### [SELECTED PASSAGE]
The premier of Australia’s Victoria state wrote to Prime Minister Malcolm Turnbull on Saturday, offering to "accept full responsibility" for the families and children brought to Australia from an immigration detention center in Nauru.
A total of 267 asylum seekers, including 91 children – 37 of them infants born in Australia – face deportation to Nauru in the wake of a High Court decision Wednesday that upheld the legality of the government's offshore processing regime.
Those involved had been brought to Australia to seek medical care.
In the letter to Turnbull, sent to Anadolu Agency by the Victorian Premier’s office, Daniel Andrews states, “I wish to inform you that Victoria stands ready to assist and care for the children and their families who were brought to Australia from Nauru.”
Seemingly addressing the worldwide condemnation of Australia’s hardline policy and corresponding detention center system, Andrews described a “sense of compassion” as “not only in the best interest of these children and their families” but “also in the best interests of our status as a fair and decent nation”.
Andrews requested that the prime minister not return the children to a “life of physical and emotion trauma”.
The offer from Victoria to house and care for the 267 asylum seekers came after more than 60 prominent Australian writers wrote to Turnbull and Immigration Minister Peter Dutton condemning the government's policies as shameful and brutal, Fairfax reports.
Earlier this week, Australian doctors risked jail by speaking out about the conditions on Nauru, describing them as “toxic” for children, while church leaders defied the federal government by offering sanctuary to the asylum seekers.

### [RECORD EXTRACTS]

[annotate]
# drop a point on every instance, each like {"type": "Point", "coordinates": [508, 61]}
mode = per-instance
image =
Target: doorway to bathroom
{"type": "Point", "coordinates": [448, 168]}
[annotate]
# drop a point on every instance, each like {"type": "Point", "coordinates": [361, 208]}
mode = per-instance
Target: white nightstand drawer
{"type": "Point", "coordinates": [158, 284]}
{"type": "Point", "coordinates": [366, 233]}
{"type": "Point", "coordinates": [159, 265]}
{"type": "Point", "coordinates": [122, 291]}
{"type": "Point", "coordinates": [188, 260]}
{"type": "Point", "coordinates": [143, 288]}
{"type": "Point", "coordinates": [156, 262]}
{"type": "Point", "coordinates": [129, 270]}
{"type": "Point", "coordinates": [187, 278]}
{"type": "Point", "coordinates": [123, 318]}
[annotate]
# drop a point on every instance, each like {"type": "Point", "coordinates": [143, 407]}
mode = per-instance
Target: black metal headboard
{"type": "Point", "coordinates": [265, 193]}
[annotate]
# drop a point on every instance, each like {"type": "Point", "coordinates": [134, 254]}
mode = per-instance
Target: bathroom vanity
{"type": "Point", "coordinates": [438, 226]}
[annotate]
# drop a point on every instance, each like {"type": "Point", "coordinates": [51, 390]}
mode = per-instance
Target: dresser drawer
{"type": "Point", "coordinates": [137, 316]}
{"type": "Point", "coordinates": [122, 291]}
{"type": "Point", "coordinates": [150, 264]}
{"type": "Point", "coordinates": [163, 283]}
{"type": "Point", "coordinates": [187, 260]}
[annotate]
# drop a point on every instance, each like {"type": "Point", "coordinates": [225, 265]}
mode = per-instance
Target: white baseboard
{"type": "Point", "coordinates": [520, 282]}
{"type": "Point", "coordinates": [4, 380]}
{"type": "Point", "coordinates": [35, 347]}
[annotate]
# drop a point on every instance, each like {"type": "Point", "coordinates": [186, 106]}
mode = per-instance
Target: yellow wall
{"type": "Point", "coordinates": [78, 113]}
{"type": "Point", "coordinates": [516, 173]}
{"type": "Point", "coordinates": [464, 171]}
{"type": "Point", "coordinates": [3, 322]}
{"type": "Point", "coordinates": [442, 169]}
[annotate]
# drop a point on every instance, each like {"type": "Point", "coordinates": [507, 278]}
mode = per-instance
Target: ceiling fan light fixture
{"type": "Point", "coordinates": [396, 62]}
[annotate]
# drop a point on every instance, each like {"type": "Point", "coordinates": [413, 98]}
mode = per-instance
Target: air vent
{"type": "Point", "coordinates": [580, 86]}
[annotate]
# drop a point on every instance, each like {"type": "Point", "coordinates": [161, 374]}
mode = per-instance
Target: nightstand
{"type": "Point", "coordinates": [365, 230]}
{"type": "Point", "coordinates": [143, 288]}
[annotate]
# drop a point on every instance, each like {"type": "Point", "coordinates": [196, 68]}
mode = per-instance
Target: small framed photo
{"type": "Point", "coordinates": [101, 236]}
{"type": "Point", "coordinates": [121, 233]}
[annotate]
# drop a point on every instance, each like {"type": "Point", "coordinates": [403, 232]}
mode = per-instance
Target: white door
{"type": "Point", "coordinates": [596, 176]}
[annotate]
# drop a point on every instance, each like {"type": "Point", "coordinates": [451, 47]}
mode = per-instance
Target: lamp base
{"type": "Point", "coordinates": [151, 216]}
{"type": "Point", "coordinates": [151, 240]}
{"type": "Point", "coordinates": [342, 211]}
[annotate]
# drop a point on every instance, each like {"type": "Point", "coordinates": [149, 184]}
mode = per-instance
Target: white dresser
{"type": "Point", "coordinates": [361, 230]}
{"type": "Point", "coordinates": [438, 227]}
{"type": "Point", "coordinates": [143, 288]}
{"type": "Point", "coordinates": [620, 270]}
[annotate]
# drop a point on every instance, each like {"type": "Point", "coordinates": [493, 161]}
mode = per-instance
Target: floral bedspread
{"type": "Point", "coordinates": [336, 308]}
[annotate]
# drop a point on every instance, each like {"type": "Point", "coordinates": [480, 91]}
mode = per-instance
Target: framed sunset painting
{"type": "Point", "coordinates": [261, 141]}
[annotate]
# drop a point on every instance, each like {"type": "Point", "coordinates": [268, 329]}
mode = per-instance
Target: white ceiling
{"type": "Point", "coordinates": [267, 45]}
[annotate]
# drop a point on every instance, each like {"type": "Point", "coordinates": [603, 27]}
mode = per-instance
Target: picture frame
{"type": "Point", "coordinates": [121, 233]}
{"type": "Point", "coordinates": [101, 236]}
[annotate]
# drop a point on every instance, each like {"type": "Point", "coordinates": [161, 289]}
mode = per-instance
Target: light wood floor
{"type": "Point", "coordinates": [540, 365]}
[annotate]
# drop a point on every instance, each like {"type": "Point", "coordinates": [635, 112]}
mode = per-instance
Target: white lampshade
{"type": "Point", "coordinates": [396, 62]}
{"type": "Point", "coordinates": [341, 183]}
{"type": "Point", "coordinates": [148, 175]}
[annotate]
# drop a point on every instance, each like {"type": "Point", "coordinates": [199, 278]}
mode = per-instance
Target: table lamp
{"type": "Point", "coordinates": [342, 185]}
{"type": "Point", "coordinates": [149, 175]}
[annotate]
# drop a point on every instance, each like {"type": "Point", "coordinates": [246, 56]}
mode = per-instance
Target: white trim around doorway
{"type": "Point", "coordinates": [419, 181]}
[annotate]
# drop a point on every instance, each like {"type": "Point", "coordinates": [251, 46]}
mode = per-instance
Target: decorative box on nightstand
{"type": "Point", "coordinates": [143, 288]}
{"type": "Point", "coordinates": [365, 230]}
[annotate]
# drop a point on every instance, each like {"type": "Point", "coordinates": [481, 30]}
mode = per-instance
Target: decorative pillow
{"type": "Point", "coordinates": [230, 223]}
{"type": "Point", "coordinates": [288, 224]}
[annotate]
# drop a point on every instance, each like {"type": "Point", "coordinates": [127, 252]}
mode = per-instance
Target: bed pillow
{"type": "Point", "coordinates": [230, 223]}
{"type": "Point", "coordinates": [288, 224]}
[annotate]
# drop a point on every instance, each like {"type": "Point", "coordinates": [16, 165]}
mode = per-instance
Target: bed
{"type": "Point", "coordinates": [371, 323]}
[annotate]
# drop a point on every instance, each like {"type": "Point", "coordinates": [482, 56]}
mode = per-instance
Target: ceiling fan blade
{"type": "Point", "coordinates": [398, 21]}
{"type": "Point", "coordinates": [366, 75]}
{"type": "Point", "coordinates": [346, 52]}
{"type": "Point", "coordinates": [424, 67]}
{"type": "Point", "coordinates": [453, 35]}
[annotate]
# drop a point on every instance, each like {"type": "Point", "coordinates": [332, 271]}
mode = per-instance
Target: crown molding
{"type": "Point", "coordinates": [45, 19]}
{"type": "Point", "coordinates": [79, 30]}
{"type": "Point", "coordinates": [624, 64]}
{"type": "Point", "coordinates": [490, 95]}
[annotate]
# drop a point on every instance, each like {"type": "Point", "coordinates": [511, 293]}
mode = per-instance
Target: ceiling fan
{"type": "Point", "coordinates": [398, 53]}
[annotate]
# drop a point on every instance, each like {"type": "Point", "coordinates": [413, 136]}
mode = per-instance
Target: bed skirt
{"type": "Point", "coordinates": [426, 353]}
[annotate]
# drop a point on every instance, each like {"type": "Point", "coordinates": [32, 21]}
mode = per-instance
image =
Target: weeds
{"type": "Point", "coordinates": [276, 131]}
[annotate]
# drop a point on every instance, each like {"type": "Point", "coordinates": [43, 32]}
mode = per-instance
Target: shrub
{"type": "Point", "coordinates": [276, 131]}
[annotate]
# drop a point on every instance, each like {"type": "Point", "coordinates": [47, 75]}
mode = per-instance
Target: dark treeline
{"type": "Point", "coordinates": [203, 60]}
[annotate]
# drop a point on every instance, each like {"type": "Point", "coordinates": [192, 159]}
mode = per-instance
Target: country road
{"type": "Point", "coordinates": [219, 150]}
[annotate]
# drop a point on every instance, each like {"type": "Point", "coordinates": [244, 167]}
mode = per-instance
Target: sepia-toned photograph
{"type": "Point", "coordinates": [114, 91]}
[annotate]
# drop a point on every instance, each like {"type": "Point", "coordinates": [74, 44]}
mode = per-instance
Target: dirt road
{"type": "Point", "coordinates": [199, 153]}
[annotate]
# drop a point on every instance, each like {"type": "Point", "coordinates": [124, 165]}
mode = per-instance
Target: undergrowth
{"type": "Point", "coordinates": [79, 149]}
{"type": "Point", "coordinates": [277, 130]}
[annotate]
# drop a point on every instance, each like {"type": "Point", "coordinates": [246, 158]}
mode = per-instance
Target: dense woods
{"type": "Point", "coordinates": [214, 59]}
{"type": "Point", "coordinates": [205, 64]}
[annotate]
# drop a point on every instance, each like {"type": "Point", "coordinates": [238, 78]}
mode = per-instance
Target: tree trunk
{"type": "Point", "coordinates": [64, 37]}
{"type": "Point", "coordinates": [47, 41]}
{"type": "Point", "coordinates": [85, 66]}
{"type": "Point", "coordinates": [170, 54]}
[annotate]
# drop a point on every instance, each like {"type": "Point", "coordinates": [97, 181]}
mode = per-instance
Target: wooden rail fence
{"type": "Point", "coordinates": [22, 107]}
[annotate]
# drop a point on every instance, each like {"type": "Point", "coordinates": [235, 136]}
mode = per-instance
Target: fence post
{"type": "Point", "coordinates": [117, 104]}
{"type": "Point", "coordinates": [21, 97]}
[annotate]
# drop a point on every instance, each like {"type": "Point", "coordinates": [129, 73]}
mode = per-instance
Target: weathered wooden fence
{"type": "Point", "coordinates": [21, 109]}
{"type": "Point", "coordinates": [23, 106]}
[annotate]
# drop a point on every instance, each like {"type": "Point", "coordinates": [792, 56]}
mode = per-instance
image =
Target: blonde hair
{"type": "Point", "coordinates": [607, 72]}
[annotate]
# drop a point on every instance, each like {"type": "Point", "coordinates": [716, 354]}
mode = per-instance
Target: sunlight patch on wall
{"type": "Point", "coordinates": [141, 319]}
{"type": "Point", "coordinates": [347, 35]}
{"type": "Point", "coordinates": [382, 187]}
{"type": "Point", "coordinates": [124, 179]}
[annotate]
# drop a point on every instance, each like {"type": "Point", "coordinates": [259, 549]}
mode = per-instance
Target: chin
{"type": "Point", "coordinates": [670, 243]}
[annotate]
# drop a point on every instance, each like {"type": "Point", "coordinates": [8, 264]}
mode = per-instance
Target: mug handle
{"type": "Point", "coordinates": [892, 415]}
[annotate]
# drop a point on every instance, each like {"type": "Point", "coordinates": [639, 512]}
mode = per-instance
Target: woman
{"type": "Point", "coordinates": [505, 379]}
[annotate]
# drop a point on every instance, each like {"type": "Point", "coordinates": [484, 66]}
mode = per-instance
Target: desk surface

### [ASSIGNMENT]
Copy everything in the article on Victoria's offer from "Seemingly addressing the" down to "brutal, Fairfax reports.", replacing "asylum seekers" with "refugees" throughout. The listing comes from a separate source unrelated to the article.

### [EXERCISE RESULT]
Seemingly addressing the worldwide condemnation of Australia’s hardline policy and corresponding detention center system, Andrews described a “sense of compassion” as “not only in the best interest of these children and their families” but “also in the best interests of our status as a fair and decent nation”.
Andrews requested that the prime minister not return the children to a “life of physical and emotion trauma”.
The offer from Victoria to house and care for the 267 refugees came after more than 60 prominent Australian writers wrote to Turnbull and Immigration Minister Peter Dutton condemning the government's policies as shameful and brutal, Fairfax reports.